◆ TEXT EXCERPT:
● ● ● ● ● ● ●

The pathways – which include blood pressure monitoring and chronic pain management –are part of Connect Me, the remote monitoring programme for NHS Scotland. The NHS developed them using Inhealthcare’s award-winning digital health platform. To date, nearly 12,000 people have used earlier iterations of the pathways to support conditions including asthma, chronic obstructive pulmonary disease, depression, hypertension, irritable bowel syndrome, and undernutrition. The blood pressure monitoring service is expected to be one of the largest pathways of its kind, and so far has supported more than 5,700 patients.
A growing number of patients are being offered Connect Me as a means to interact and communicate with their healthcare professionals. Inhealthcare, a digital health technology specialist, says the programme ‘enables people to have more choice and greater flexibility about how and where they manage their health and wellbeing’. The free programme is provided via mobile app, website, text message, or automated phone call. It is being used to monitor the effects of starting or stopping treatments, issue reminders or encouragement, spot flare-ups so treatment can be delivered sooner, identify reasons why a condition might not be well controlled, and offer advice and support during treatment plans.

● ● ● ● ● ● ●

(Spatial localization data)
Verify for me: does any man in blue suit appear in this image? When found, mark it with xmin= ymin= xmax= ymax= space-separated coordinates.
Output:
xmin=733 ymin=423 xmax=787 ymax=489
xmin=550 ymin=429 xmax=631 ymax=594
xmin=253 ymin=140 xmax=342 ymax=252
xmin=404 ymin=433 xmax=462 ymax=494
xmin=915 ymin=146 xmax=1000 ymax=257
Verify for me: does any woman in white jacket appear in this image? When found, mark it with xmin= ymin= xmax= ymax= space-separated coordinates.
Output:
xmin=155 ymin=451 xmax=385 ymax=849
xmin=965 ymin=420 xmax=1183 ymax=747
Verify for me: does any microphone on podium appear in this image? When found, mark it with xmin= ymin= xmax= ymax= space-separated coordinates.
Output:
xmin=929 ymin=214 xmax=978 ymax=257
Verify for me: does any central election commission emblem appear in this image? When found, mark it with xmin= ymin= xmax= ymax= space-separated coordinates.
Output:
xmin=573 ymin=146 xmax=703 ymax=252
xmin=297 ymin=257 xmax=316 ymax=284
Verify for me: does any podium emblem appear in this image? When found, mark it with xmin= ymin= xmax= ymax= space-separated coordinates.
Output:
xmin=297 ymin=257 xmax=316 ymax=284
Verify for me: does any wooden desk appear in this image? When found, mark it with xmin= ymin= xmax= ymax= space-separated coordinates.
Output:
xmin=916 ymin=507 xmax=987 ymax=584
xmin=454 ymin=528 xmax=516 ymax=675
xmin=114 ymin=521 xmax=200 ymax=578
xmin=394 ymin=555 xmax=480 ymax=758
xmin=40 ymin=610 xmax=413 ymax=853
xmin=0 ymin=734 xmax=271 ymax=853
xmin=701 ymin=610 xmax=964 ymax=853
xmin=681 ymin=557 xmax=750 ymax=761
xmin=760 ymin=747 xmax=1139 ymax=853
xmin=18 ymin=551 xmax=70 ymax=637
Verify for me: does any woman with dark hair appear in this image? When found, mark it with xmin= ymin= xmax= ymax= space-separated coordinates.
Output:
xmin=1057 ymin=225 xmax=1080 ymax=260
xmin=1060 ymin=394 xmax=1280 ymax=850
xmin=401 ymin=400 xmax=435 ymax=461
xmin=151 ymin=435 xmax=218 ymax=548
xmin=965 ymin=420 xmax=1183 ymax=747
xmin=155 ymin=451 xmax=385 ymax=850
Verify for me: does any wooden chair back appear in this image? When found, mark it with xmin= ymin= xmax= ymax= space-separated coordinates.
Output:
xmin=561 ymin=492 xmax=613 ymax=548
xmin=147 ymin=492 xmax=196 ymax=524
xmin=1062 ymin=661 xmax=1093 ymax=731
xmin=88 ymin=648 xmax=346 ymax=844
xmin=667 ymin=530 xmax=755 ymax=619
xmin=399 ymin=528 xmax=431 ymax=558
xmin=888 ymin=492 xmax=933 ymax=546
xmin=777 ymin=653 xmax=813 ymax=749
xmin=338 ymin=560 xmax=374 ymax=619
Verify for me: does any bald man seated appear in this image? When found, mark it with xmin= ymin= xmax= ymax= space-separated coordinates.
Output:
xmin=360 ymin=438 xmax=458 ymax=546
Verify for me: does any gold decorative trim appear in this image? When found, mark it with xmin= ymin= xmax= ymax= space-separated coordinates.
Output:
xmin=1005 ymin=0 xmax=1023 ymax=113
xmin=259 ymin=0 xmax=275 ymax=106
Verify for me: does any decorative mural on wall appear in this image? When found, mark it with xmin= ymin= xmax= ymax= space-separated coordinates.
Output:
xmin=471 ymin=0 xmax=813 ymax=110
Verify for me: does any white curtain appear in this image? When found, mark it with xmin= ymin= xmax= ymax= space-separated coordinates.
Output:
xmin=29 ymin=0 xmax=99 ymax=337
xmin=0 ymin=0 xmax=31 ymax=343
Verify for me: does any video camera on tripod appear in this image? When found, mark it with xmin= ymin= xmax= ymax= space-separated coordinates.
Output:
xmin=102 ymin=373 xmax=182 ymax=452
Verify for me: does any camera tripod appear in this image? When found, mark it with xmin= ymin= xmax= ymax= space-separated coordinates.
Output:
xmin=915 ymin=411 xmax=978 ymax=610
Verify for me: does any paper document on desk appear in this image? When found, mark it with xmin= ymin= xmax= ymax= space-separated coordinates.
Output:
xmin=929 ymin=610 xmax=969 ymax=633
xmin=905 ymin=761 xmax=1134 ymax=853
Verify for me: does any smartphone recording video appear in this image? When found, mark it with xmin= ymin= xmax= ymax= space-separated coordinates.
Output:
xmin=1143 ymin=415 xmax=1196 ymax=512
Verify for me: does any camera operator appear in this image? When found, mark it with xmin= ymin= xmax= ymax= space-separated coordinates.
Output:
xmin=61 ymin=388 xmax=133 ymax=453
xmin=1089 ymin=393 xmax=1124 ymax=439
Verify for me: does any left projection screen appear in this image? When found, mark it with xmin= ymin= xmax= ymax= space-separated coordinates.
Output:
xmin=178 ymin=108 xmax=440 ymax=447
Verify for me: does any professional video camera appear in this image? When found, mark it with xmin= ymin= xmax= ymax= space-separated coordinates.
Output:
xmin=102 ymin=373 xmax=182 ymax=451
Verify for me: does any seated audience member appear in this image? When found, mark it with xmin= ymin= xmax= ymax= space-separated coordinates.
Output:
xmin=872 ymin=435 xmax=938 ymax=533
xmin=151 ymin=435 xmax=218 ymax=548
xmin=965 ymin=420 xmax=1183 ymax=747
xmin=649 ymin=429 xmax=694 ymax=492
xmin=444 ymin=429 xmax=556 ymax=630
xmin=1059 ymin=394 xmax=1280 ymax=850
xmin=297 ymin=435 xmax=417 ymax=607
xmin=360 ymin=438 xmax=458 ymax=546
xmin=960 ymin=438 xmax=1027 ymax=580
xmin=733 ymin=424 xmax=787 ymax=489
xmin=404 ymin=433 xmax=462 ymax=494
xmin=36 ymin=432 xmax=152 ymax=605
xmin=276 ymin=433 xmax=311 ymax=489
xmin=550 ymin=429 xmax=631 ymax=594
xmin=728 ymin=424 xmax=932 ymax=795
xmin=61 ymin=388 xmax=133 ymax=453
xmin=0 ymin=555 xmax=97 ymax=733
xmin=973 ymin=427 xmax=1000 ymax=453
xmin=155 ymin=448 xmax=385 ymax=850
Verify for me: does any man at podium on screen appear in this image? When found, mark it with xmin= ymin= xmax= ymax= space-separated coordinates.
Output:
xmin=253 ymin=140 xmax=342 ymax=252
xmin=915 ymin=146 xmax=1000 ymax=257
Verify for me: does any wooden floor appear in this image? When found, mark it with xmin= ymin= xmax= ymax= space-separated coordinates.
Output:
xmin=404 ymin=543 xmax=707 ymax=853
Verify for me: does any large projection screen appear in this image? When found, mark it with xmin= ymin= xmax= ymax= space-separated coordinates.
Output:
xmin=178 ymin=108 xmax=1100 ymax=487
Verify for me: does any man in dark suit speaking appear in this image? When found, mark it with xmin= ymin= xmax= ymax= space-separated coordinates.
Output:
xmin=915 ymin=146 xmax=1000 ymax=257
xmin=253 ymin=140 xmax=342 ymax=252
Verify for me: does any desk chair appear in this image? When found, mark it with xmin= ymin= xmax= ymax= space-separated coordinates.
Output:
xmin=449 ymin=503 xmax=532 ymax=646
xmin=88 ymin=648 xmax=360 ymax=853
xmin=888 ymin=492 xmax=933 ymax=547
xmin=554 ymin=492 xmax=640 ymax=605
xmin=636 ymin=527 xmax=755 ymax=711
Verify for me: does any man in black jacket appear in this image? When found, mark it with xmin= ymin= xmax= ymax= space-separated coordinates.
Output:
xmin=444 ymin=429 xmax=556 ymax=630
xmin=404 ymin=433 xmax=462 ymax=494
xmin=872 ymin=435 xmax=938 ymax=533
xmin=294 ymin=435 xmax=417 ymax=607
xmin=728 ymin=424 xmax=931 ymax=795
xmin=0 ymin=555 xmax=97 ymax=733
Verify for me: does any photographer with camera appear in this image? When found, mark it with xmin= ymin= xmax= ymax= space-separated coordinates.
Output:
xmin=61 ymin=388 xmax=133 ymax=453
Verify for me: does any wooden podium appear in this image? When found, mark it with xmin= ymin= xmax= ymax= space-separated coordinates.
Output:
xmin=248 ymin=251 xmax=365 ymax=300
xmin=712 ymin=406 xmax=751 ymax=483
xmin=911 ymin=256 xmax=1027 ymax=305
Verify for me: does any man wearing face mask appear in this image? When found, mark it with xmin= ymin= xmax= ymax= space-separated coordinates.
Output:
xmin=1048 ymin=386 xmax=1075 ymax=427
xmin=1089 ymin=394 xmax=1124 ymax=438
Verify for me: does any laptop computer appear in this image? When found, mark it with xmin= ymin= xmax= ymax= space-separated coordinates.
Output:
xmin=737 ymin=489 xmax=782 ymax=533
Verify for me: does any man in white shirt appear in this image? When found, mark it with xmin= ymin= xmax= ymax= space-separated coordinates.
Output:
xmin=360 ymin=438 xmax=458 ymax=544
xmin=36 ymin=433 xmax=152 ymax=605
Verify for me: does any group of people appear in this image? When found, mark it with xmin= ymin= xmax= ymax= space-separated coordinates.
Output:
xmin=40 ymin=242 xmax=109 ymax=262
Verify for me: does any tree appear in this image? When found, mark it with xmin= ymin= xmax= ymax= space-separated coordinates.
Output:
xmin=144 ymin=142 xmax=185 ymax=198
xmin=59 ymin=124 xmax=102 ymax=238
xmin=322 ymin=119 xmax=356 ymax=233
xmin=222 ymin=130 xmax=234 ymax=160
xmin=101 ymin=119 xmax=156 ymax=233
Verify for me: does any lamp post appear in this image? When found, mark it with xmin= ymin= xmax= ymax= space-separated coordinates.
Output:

● ● ● ● ● ● ●

◆ SET OF TASKS:
[a] Please list every health condition that the Connect Me text above says earlier iterations of the pathways have supported.
[b] Copy everything in the Connect Me text above from "The pathways –" down to "than 5,700 patients.".

◆ ANSWERS FOR THE TASKS:
[a] asthma, chronic obstructive pulmonary disease, depression, hypertension, irritable bowel syndrome, undernutrition

[b]
The pathways – which include blood pressure monitoring and chronic pain management –are part of Connect Me, the remote monitoring programme for NHS Scotland. The NHS developed them using Inhealthcare’s award-winning digital health platform. To date, nearly 12,000 people have used earlier iterations of the pathways to support conditions including asthma, chronic obstructive pulmonary disease, depression, hypertension, irritable bowel syndrome, and undernutrition. The blood pressure monitoring service is expected to be one of the largest pathways of its kind, and so far has supported more than 5,700 patients.